WRITTEN EXERCISE:
Copy every line of the entries below without changing a single character.

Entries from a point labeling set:

────────────────────

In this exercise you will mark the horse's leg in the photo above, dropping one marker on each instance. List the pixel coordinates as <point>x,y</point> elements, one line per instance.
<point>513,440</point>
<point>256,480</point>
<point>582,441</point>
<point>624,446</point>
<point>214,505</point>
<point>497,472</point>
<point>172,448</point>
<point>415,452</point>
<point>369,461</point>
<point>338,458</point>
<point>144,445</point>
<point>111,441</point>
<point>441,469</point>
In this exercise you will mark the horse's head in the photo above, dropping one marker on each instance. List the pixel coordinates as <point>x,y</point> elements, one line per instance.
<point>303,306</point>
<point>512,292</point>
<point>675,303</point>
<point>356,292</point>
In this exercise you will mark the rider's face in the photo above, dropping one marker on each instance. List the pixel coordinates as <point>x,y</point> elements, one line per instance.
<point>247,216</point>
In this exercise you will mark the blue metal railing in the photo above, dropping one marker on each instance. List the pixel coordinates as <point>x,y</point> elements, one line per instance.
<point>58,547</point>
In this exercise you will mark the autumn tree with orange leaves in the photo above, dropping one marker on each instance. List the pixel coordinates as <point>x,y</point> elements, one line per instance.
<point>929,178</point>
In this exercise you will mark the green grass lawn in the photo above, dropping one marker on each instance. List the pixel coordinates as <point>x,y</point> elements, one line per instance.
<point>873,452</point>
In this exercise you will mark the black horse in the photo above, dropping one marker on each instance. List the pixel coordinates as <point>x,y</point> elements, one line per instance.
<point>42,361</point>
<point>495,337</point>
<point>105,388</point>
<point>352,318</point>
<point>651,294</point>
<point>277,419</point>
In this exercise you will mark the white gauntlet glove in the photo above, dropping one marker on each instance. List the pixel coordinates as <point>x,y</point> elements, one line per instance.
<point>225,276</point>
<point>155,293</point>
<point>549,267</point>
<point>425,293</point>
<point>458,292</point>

────────────────────

TASK RESPONSE:
In this exercise you will mark the horse's leg in the photo above, dropping one marker on each instance. List the pixel coordinates as <point>x,y</point> elements, one line per instance.
<point>513,440</point>
<point>256,480</point>
<point>582,441</point>
<point>624,446</point>
<point>214,505</point>
<point>497,472</point>
<point>172,448</point>
<point>415,452</point>
<point>369,461</point>
<point>338,458</point>
<point>144,445</point>
<point>111,441</point>
<point>441,469</point>
In this exercise you will mark the horse's head in the photo above, dropping one marker on each instance. List the pixel coordinates as <point>x,y</point> elements, one line per instance.
<point>303,306</point>
<point>512,292</point>
<point>675,303</point>
<point>356,292</point>
In this exercise you will mark the rider's face in the photo above, dropping one marker on each instance. List the pixel coordinates as <point>x,y</point> elements, one line per instance.
<point>247,216</point>
In this exercise you will mark the blue metal railing in the photo above, dropping one marker on each instance. List the pixel coordinates as <point>x,y</point> elements, one line per instance.
<point>58,547</point>
In this exercise you will mark the autumn tree with orange leaves in the photo above, dropping one marker on each instance. List the pixel coordinates as <point>x,y</point> elements, one line per instance.
<point>929,178</point>
In this exercise you will mark the green grass lawn in the photo above, dropping one marker on each instance. List the pixel coordinates as <point>x,y</point> elements, one line per instance.
<point>873,452</point>
In this exercise you will mark the black horse in the photo above, dropping one marker on each instance. List the pixel coordinates as <point>x,y</point> elements, one line per instance.
<point>42,361</point>
<point>495,337</point>
<point>105,388</point>
<point>352,318</point>
<point>651,294</point>
<point>277,419</point>
In this exercise you will mark the white gauntlet glove in the photo above, dropping one marker on each instance. List the pixel coordinates as <point>x,y</point> elements, one line per instance.
<point>225,276</point>
<point>155,293</point>
<point>549,267</point>
<point>425,293</point>
<point>458,292</point>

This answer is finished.